Document extract -
((

Re: Article: IBM wants to "clean up the license" of Linux

Eric Lee Green (eric@linux-hw.com)
Mon, 21 Dec 1998 19:37:53 -0500 (EST)


On Mon, 21 Dec 1998, Michael Shields wrote:
> the last 20 years, a copyright is yours outright even without putting
> a notice on your work. A patent must be defended in the US to remain
> valid, and it cannot be defended selectively.

Sorry, a TRADEMARK must be defended in the U.S.

A Patent does not.

You don't have to take my word for it. Go to
http://www.law.cornelle.edu and go to US Code 35, PART III, CHAPTER
29, "Remedies". You will find that paragraph 286 is the only one in
which non-enforcement affects your ability to get remedies for patent
infringement, and furthermore, it only affects THAT PARTICULAR
INFRINGEMENT -- i.e., it doesn't affect any other infringement. The time
limit, BTW, is six years (if you violate the patent for six years and
they don't sue you, they can't sue you anymore).

))

Data entries -
((

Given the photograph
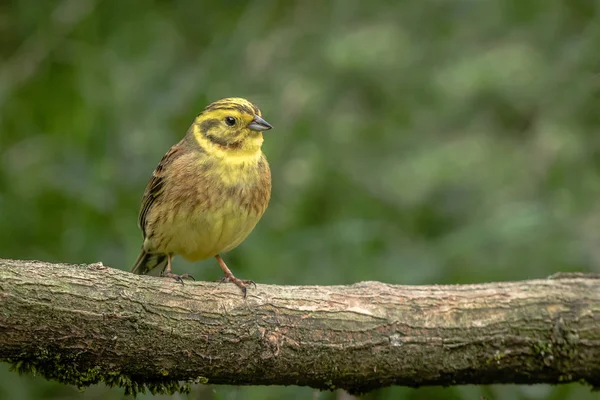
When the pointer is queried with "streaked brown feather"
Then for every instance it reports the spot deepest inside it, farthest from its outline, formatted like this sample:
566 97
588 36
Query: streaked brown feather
156 184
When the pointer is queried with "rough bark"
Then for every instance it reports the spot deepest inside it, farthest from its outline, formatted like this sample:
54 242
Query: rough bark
83 324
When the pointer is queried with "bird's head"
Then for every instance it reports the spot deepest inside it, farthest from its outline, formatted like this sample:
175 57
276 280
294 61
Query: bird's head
233 125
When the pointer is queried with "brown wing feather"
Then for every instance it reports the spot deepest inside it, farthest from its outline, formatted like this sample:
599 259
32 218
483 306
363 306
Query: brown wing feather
156 185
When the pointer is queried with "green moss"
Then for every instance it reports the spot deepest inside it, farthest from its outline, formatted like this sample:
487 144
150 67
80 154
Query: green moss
498 355
67 371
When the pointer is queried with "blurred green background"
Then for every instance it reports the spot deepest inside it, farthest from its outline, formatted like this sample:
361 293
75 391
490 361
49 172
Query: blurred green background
433 141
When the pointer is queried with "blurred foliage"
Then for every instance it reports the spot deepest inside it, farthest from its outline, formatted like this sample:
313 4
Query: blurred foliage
435 141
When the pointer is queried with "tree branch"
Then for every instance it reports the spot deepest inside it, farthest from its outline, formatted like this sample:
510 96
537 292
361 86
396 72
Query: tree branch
87 324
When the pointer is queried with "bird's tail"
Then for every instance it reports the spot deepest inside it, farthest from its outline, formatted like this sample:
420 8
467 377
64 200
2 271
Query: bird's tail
148 261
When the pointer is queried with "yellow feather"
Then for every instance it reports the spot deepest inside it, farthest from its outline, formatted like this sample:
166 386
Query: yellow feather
211 189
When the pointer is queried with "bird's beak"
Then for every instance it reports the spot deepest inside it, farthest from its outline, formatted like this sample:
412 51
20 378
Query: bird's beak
259 124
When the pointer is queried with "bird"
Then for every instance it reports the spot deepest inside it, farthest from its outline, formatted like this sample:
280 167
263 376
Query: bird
208 191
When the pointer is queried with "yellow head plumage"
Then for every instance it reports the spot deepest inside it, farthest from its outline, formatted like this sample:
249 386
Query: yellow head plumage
231 125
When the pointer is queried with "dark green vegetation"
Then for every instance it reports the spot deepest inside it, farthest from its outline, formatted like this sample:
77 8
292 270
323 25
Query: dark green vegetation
414 142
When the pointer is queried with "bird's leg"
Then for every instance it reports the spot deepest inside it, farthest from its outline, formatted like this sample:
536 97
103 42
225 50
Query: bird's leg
241 283
168 274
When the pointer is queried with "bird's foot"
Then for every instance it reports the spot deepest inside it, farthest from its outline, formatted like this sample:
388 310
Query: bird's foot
178 278
241 283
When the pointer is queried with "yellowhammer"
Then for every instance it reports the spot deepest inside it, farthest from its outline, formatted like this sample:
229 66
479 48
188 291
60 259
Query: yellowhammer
208 192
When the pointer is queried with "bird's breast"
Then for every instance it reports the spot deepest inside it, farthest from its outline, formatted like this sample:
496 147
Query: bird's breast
227 204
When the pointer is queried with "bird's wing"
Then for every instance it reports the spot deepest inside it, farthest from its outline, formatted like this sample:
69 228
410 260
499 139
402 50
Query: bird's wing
156 185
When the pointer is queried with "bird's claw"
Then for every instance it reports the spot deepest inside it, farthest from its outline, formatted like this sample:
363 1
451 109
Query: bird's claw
178 278
241 283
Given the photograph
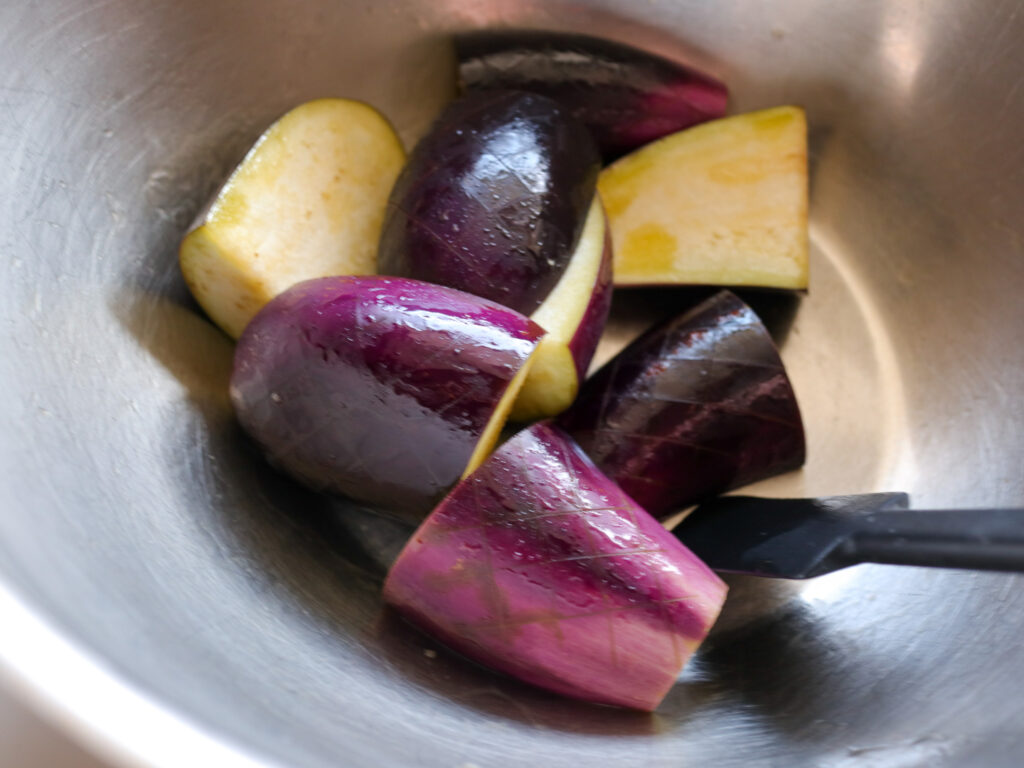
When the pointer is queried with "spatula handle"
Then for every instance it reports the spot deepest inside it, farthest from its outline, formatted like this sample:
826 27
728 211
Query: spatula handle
978 539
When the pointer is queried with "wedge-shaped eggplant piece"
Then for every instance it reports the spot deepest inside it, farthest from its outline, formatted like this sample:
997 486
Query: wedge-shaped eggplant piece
691 409
386 390
493 200
573 314
539 566
722 204
306 202
625 95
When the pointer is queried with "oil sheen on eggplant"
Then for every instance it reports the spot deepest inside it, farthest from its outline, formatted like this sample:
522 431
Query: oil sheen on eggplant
539 566
377 388
493 199
625 95
693 408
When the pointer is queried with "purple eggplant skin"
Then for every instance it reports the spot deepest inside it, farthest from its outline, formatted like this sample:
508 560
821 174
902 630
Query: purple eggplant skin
628 97
493 199
693 408
539 566
376 388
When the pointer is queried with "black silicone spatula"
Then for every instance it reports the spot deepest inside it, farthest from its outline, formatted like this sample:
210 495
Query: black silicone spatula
804 538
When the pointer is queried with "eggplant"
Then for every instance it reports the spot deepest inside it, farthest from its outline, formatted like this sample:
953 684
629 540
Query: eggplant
539 566
385 390
307 201
625 95
693 408
573 314
493 200
723 204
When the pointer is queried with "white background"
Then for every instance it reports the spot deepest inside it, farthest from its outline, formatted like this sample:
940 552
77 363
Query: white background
29 741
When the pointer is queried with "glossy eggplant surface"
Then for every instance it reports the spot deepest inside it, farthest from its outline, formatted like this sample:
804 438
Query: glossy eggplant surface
377 388
493 200
693 408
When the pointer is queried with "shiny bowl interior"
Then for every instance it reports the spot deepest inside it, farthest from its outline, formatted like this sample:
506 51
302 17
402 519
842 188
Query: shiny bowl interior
183 605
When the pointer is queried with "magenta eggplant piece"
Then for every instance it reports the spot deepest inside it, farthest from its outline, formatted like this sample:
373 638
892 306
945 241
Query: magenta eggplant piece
493 199
540 566
628 97
377 388
693 408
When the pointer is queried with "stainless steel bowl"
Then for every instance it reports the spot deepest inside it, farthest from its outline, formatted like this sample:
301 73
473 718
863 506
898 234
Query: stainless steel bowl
184 606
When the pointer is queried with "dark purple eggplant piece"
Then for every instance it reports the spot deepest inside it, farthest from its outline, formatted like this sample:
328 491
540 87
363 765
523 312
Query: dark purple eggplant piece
493 199
691 409
381 389
540 566
627 96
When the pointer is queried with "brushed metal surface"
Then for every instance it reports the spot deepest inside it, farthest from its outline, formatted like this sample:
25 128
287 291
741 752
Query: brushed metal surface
210 606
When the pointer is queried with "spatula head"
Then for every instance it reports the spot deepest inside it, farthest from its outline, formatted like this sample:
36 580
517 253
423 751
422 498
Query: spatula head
779 538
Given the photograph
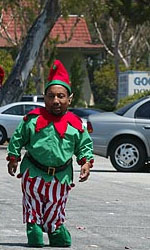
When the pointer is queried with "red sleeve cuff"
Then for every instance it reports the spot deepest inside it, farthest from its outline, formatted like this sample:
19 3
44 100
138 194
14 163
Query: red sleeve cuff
13 158
84 160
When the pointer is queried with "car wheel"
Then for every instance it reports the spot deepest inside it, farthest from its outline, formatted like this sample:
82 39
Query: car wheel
3 135
128 155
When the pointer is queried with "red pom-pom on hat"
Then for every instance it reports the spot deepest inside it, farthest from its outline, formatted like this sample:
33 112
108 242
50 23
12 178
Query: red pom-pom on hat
2 74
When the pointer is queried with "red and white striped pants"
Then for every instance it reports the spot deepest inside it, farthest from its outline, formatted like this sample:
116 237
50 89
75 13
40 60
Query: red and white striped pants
44 202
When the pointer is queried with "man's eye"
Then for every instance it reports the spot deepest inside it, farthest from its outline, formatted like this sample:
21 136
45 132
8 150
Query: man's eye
50 96
61 96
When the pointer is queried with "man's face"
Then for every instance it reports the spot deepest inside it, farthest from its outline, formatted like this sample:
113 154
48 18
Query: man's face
57 99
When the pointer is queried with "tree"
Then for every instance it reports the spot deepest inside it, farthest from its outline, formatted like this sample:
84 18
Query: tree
26 58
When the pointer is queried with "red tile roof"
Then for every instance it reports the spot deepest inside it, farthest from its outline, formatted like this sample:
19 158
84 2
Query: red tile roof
80 38
62 31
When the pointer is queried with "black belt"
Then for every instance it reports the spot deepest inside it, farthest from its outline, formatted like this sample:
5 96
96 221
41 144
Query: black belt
48 170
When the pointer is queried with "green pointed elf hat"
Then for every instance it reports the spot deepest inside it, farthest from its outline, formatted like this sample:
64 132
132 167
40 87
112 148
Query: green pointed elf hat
58 75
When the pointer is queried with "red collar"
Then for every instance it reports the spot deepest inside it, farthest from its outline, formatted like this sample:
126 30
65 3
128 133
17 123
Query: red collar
60 122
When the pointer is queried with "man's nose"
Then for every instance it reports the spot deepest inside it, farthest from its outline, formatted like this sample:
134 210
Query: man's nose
56 99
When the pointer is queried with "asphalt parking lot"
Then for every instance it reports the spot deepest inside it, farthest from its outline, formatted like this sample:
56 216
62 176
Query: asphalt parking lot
111 211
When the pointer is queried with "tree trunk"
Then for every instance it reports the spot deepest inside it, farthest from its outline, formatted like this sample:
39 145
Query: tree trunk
18 78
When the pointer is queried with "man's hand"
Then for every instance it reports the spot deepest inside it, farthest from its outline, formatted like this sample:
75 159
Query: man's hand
12 167
85 172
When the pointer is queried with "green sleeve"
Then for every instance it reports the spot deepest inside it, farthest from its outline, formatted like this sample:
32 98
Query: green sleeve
84 147
18 140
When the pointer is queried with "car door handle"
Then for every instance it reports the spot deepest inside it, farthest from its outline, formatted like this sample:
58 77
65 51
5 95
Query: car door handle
147 127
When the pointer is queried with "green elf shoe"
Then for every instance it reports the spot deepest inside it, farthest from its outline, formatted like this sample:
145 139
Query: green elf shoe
34 235
60 237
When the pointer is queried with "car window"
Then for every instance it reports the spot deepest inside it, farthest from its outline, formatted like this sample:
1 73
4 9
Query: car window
143 112
40 99
17 110
124 109
28 107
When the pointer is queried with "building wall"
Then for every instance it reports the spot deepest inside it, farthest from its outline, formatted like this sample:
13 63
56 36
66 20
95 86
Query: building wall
67 58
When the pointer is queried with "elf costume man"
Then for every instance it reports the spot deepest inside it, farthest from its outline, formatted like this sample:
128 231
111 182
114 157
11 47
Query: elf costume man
51 136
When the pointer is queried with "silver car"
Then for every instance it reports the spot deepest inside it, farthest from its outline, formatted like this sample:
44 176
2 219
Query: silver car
12 114
124 135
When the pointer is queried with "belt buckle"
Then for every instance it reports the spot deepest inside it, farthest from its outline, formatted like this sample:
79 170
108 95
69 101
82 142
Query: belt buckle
51 171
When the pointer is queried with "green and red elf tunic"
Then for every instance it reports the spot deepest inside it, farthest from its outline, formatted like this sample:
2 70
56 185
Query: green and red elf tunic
52 141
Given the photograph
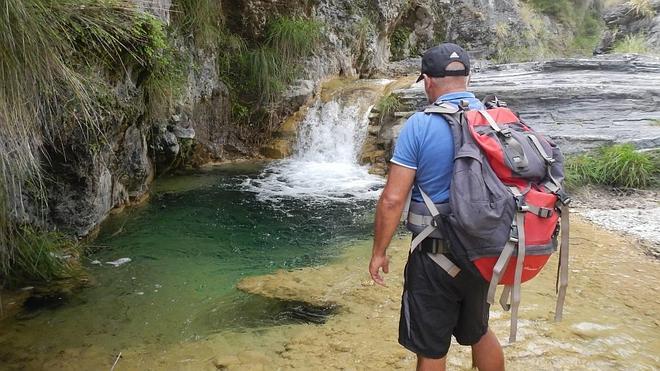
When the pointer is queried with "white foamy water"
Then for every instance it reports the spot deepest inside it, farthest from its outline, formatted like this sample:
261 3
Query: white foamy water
325 164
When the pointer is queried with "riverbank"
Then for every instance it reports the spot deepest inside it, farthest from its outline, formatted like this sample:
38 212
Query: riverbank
610 319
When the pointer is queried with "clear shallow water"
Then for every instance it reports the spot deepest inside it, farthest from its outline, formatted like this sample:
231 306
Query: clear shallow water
189 245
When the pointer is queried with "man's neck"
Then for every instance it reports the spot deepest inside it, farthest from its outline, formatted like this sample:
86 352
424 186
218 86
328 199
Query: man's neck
438 94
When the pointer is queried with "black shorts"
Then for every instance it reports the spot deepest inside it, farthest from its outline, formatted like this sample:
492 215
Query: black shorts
436 306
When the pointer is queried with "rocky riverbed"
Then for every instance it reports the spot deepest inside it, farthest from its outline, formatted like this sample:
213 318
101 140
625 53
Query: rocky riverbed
610 320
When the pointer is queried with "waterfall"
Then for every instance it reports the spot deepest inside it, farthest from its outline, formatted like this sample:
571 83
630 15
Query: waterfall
324 166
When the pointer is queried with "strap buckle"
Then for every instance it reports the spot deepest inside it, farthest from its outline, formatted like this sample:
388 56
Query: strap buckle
505 132
513 235
520 204
563 197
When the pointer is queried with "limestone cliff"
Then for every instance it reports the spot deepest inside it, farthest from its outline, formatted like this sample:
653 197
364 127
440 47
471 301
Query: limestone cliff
360 39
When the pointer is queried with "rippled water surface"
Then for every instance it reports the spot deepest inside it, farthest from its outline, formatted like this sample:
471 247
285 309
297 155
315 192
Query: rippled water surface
189 246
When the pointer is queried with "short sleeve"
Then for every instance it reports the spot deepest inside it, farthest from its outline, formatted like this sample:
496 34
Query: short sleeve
407 146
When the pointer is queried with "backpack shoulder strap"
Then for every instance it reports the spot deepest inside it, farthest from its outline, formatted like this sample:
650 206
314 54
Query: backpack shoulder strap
442 108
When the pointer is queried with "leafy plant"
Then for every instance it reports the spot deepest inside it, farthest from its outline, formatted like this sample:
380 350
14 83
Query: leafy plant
43 256
643 8
632 44
50 53
387 105
200 19
399 42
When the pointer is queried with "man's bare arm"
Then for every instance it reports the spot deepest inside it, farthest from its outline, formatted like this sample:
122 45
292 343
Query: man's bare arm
388 213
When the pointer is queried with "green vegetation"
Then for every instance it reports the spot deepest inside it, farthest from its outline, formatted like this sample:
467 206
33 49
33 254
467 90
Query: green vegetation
618 166
632 44
387 105
399 42
642 8
41 257
51 56
258 72
202 20
581 20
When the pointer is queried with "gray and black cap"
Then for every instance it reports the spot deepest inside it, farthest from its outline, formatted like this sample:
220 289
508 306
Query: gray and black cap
436 59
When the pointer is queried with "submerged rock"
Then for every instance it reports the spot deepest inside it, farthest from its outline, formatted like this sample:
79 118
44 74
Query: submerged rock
579 103
119 262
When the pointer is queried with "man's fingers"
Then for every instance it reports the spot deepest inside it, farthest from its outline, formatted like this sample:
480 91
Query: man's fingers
378 279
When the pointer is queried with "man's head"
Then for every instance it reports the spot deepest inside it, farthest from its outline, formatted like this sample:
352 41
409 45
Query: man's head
445 69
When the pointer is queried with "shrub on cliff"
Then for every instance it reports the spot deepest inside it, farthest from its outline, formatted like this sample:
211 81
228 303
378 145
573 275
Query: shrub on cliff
50 53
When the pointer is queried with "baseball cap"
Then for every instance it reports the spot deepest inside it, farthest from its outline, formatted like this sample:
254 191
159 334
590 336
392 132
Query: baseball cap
436 59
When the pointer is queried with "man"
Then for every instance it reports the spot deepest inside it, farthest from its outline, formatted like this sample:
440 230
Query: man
435 305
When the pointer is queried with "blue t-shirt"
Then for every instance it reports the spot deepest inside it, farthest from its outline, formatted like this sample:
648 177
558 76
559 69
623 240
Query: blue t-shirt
425 144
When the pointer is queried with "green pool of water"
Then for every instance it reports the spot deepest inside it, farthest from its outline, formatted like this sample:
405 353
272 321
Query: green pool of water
190 244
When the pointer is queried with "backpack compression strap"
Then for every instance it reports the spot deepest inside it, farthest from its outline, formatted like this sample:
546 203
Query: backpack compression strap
562 270
441 260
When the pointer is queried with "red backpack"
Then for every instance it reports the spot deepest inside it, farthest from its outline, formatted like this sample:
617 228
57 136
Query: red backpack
506 203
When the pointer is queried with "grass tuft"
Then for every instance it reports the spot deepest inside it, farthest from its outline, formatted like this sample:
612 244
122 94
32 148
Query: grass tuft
387 105
632 44
202 20
42 257
50 54
618 166
642 8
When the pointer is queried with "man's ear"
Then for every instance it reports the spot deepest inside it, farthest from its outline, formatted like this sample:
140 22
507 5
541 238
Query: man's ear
427 81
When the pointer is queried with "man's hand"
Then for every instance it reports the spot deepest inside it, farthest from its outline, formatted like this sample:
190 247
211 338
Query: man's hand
377 262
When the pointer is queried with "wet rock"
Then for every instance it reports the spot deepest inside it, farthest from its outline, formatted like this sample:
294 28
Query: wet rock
580 103
183 133
626 20
279 148
300 92
224 362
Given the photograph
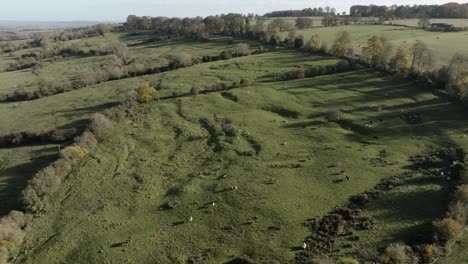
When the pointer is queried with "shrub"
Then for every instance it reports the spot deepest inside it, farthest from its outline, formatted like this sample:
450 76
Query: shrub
74 153
146 93
194 90
242 49
334 115
101 126
398 254
430 252
458 211
87 140
181 60
448 230
3 255
62 168
88 77
461 194
370 255
11 234
347 261
228 128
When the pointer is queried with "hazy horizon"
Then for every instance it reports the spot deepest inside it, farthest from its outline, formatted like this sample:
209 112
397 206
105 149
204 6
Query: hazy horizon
117 11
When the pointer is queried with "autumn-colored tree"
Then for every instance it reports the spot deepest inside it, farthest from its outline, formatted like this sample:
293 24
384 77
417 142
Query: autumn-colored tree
314 44
342 45
401 62
424 23
448 230
291 38
422 57
146 93
374 50
303 22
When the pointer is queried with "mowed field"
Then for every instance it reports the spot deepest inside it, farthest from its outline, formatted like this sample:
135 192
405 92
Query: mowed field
249 193
443 44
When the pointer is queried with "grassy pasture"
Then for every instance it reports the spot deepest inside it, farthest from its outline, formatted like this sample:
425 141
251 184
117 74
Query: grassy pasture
110 207
443 45
73 109
280 159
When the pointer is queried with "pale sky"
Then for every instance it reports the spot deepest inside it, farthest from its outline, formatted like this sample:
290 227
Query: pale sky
117 10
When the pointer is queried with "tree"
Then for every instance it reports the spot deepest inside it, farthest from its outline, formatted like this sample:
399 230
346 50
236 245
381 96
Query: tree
315 44
329 20
342 45
374 50
422 57
424 23
279 24
401 62
299 42
291 38
303 22
457 82
242 49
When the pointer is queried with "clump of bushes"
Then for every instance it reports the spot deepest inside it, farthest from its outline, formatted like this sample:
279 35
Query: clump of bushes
26 138
448 229
100 126
11 233
194 90
347 261
399 254
74 153
24 63
146 93
228 128
181 60
334 115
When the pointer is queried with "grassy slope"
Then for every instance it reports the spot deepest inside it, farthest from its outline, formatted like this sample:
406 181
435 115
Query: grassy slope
443 45
73 109
166 154
17 166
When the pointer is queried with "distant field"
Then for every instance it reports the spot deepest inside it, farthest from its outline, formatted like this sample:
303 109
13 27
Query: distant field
413 22
443 45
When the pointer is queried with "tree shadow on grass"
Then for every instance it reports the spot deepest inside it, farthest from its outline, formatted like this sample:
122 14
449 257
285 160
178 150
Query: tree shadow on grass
14 179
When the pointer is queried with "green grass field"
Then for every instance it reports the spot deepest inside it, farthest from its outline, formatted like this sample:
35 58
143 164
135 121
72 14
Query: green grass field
249 194
167 153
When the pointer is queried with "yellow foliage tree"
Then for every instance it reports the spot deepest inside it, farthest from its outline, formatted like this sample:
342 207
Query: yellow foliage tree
74 152
448 229
315 43
401 62
342 45
146 93
374 50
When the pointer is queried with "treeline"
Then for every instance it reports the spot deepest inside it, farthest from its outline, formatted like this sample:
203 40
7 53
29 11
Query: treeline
115 69
53 51
306 12
28 137
43 39
450 10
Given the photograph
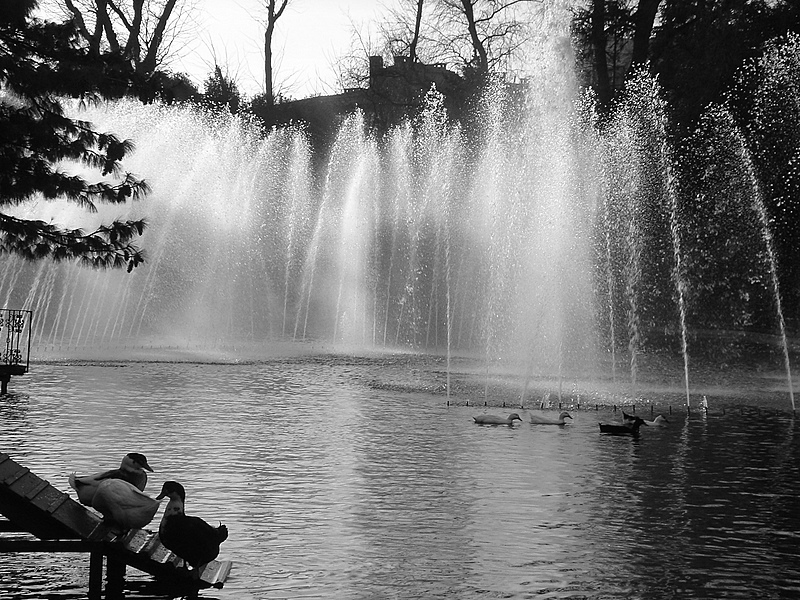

))

What is required - Rewrite the part of the post on patent and trademark defense between "Eric Lee Green" and "in the U.S.", inclusive, changing "notice" to "marking".

Written answer -
Eric Lee Green (eric@linux-hw.com)
Mon, 21 Dec 1998 19:37:53 -0500 (EST)


On Mon, 21 Dec 1998, Michael Shields wrote:
> the last 20 years, a copyright is yours outright even without putting
> a marking on your work. A patent must be defended in the US to remain
> valid, and it cannot be defended selectively.

Sorry, a TRADEMARK must be defended in the U.S.